++++ TEXTE

Elle s’est éteinte en silence, elle qui emplissait le monde de son rire,
de son charisme et de la hardiesse de ses propos. La sociologue et
écrivaine marocaine Fatima Mernissi est décédée, tôt, lundi 30 novembre,
à Rabat. Une disparition regrettée par les nombreux amis et élèves de
cette figure complexe, à la fois universitaire et militante féministe,
et qui a inspiré des profils variés, de la journaliste
américano-égyptienne Mona Eltahawy à la figure de proue du féminisme
musulman, Amina Wadud.
Pour s’être saisie avec courage des grandes questions de société –
féminisme, islam et modernité –, Fatima Mernissi était devenue, d’abord
au Maghreb puis au-delà, une icône pour toute une génération
d’intellectuels. « Je suis née en 1940 dans un harem à Fès, ville
marocaine du IXe siècle, située à 5 000 km à l’ouest de La Mecque, et à 1
000 km au sud de Madrid, l’une des capitales des féroces chrétiens »,
écrit-elle en incipit de son best-seller Rêves de femmes, une enfance au
harem (Albin Michel/Le Fennec, 1994, le Livre de Poche, 1998).
Cette œuvre résolument fictionnelle tisse les fils de la mémoire en
évoquant une multitude de figures féminines hautes en couleur. Dans la
lignée assumée des Mille et une nuits, Mernissi y mêle le récit, par
moments autobiographique, et des réflexions sociologiques par la bouche
d’une fillette découvrant sa place dans le monde et, surtout, les
frontières (hûdûd) fixées par une société patriarcale. Originellement
écrit en anglais, l’ouvrage est traduit en vingt-cinq langues. Rêves de
femmes consacre la carrière originale d’une sociologue sortie des
sentiers battus de l’université.

++++++++
++++ DONNÉES ENREGISTRÉES

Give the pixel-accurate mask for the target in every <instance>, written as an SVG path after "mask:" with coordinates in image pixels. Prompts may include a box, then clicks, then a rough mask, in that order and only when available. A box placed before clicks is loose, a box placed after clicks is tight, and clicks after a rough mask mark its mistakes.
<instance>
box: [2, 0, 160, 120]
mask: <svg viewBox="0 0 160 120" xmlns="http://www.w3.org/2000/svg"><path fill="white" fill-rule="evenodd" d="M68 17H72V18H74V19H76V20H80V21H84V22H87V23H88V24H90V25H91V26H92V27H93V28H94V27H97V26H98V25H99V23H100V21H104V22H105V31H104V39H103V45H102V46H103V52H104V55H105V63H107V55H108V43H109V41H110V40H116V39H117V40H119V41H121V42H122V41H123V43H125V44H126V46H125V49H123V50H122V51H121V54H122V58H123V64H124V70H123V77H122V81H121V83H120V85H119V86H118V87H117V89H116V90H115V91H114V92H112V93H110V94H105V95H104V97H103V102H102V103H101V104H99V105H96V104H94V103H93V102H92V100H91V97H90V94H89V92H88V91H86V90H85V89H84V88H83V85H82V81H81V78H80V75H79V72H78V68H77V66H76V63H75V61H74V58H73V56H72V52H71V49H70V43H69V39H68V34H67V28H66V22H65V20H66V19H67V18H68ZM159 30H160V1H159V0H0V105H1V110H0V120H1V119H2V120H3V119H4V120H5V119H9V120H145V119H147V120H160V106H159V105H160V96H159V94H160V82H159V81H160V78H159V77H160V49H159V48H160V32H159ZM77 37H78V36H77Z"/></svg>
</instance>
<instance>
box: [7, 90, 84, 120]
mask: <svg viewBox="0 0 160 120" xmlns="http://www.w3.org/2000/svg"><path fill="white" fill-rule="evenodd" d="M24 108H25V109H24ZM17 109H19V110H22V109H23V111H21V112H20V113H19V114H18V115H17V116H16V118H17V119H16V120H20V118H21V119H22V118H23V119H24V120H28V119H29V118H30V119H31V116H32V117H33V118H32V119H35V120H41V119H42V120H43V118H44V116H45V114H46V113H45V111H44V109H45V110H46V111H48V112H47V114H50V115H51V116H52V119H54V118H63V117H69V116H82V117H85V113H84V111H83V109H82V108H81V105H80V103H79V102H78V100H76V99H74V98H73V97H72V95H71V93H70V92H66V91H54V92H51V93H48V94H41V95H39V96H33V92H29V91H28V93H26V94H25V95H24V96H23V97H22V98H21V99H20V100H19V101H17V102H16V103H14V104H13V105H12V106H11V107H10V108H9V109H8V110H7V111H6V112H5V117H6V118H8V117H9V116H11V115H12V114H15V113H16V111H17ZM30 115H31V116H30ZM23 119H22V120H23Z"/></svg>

++++++++

### CONSIGNE
Répondez brièvement aux questions suivantes à partir du texte.
(a) Dans quelle ville et à quelle date Fatima Mernissi est-elle décédée ?
(b) En quelle langue Rêves de femmes a-t-il été écrit à l'origine ?
(c) Dans quel lieu et en quelle année Fatima Mernissi dit-elle être née ?

### CORRIGÉ
(a) À Rabat, le lundi 30 novembre.
(b) En anglais.
(c) Dans un harem à Fès, en 1940.